**JOB:** State how many lines of the records below contain the string "woman", with letter case taken into account. Reply with the number alone.

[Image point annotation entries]
[Start]
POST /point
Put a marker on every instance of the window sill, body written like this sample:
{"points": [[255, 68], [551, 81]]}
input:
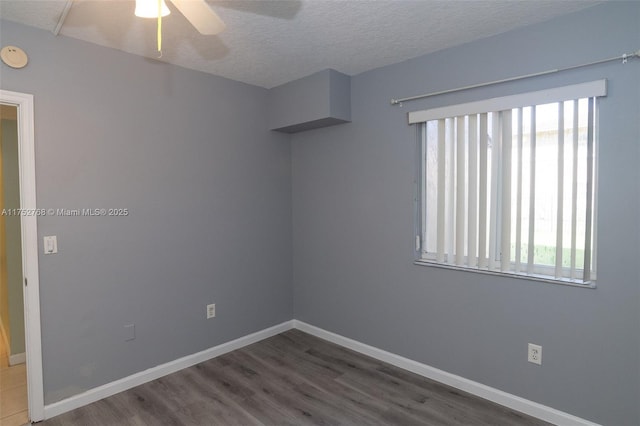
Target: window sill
{"points": [[589, 285]]}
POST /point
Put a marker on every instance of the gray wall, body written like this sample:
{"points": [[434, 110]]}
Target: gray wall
{"points": [[10, 176], [208, 188], [353, 228]]}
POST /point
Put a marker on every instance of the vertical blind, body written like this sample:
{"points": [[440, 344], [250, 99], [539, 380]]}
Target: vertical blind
{"points": [[508, 183]]}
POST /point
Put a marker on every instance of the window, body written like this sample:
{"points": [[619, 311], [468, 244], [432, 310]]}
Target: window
{"points": [[507, 185]]}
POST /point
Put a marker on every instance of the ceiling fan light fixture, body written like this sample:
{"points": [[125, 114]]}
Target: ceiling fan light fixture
{"points": [[149, 8]]}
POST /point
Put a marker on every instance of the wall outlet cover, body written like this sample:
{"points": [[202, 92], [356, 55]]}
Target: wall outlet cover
{"points": [[534, 354]]}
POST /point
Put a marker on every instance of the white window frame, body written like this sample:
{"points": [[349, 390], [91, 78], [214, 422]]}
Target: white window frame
{"points": [[593, 89]]}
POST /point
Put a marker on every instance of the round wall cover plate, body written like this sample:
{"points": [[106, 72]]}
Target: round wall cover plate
{"points": [[14, 56]]}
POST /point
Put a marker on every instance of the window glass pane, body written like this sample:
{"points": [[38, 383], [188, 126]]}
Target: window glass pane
{"points": [[501, 174]]}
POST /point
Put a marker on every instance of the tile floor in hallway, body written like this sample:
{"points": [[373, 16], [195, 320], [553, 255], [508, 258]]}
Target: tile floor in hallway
{"points": [[13, 391]]}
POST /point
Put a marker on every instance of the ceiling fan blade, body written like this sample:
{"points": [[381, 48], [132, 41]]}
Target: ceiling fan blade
{"points": [[201, 16]]}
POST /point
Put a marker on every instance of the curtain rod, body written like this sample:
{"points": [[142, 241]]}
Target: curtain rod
{"points": [[623, 58]]}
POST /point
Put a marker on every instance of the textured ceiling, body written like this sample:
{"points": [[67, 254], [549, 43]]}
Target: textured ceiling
{"points": [[271, 42]]}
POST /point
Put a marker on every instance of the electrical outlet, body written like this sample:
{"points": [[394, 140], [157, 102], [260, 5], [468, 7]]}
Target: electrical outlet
{"points": [[535, 354], [211, 310]]}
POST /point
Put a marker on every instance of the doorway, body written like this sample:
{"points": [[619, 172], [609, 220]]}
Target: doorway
{"points": [[25, 318], [13, 374]]}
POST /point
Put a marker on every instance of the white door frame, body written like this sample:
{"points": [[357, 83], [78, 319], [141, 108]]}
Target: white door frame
{"points": [[29, 225]]}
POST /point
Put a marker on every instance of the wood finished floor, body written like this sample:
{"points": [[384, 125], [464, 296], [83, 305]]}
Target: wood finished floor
{"points": [[293, 379], [13, 391]]}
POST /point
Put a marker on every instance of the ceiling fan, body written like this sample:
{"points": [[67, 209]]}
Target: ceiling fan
{"points": [[197, 12]]}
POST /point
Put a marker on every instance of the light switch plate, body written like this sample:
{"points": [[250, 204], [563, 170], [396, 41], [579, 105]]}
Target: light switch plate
{"points": [[50, 244]]}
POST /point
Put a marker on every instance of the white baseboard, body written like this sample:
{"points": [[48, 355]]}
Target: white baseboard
{"points": [[4, 336], [153, 373], [18, 358], [514, 402]]}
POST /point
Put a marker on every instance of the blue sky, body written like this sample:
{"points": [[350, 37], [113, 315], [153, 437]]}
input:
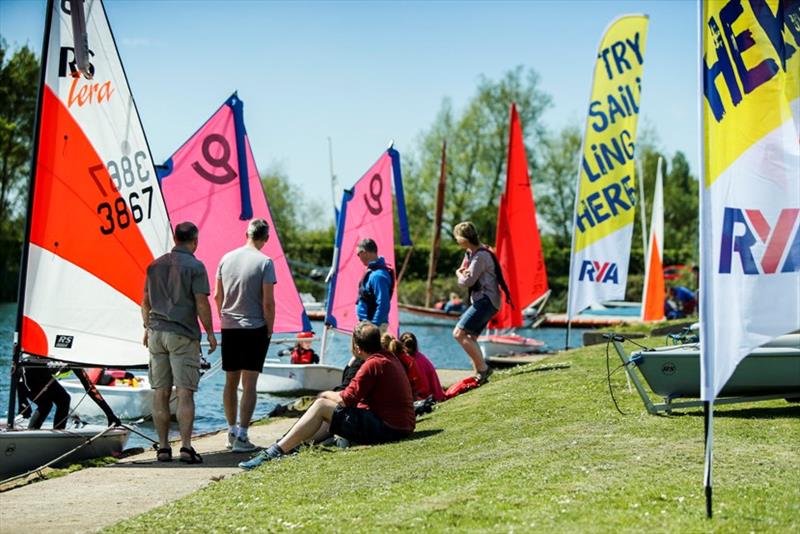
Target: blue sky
{"points": [[367, 72]]}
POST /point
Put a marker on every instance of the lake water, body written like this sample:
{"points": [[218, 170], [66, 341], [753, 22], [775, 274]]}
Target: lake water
{"points": [[435, 341]]}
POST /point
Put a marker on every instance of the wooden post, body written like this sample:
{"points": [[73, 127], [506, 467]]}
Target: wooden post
{"points": [[437, 228]]}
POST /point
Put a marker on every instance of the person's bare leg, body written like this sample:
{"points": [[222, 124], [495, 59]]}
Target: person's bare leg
{"points": [[230, 396], [323, 433], [161, 415], [308, 425], [185, 415], [247, 404], [470, 345]]}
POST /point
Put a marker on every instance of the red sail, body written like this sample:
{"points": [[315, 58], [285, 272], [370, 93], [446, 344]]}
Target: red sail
{"points": [[518, 244]]}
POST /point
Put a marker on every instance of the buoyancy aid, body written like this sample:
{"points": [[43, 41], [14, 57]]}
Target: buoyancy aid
{"points": [[302, 355], [461, 387]]}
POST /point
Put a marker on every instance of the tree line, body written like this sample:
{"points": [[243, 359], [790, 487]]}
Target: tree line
{"points": [[476, 137]]}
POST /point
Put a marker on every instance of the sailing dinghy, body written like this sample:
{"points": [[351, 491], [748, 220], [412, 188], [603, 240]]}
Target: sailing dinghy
{"points": [[366, 212], [213, 181], [771, 371], [519, 250], [95, 220]]}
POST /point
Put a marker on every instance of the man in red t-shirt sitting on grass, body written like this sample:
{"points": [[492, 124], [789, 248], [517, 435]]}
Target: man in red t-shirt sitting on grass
{"points": [[377, 406]]}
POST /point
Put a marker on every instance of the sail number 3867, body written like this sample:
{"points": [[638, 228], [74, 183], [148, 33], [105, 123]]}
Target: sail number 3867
{"points": [[118, 213]]}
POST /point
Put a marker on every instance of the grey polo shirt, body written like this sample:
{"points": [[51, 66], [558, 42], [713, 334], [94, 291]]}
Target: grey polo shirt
{"points": [[172, 282], [243, 273], [480, 271]]}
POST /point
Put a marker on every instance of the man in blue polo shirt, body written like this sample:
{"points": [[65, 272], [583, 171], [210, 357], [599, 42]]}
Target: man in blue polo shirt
{"points": [[376, 287]]}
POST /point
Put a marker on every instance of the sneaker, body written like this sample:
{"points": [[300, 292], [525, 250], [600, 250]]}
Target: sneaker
{"points": [[242, 445], [483, 376], [267, 455]]}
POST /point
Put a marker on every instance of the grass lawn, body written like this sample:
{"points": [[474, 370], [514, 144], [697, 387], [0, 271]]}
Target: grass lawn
{"points": [[533, 450]]}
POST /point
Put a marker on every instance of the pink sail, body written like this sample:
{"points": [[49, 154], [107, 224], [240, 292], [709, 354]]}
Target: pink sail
{"points": [[213, 183], [366, 211]]}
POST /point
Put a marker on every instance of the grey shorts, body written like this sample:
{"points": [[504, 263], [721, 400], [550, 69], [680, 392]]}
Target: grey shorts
{"points": [[174, 360]]}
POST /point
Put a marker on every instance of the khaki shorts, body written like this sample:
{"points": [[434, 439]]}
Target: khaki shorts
{"points": [[174, 360]]}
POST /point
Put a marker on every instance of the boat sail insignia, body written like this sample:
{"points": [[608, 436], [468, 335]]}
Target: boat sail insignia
{"points": [[95, 220]]}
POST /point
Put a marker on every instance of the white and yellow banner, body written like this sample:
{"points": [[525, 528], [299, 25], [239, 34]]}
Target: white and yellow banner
{"points": [[750, 195], [605, 196]]}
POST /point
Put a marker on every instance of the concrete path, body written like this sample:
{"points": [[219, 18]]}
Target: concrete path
{"points": [[93, 498]]}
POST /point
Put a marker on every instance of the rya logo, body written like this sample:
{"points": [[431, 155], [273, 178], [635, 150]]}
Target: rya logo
{"points": [[602, 272], [748, 235], [64, 342]]}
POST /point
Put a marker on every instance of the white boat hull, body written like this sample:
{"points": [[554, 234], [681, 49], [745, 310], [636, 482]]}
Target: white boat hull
{"points": [[498, 345], [23, 450], [289, 379], [128, 403]]}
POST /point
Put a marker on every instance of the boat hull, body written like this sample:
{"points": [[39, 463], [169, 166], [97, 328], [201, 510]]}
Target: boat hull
{"points": [[673, 372], [288, 379], [23, 450], [422, 316], [497, 345], [128, 403]]}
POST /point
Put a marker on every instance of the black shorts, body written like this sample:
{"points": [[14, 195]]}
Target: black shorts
{"points": [[363, 426], [244, 349]]}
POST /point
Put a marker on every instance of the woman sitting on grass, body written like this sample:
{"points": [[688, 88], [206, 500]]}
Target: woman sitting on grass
{"points": [[429, 380], [377, 406]]}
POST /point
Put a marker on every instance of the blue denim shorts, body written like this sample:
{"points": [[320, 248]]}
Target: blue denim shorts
{"points": [[477, 316]]}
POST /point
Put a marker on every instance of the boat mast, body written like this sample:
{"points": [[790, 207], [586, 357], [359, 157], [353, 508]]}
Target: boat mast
{"points": [[23, 264], [642, 214], [437, 227], [334, 182]]}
[End]
**EXERCISE RESPONSE:** 2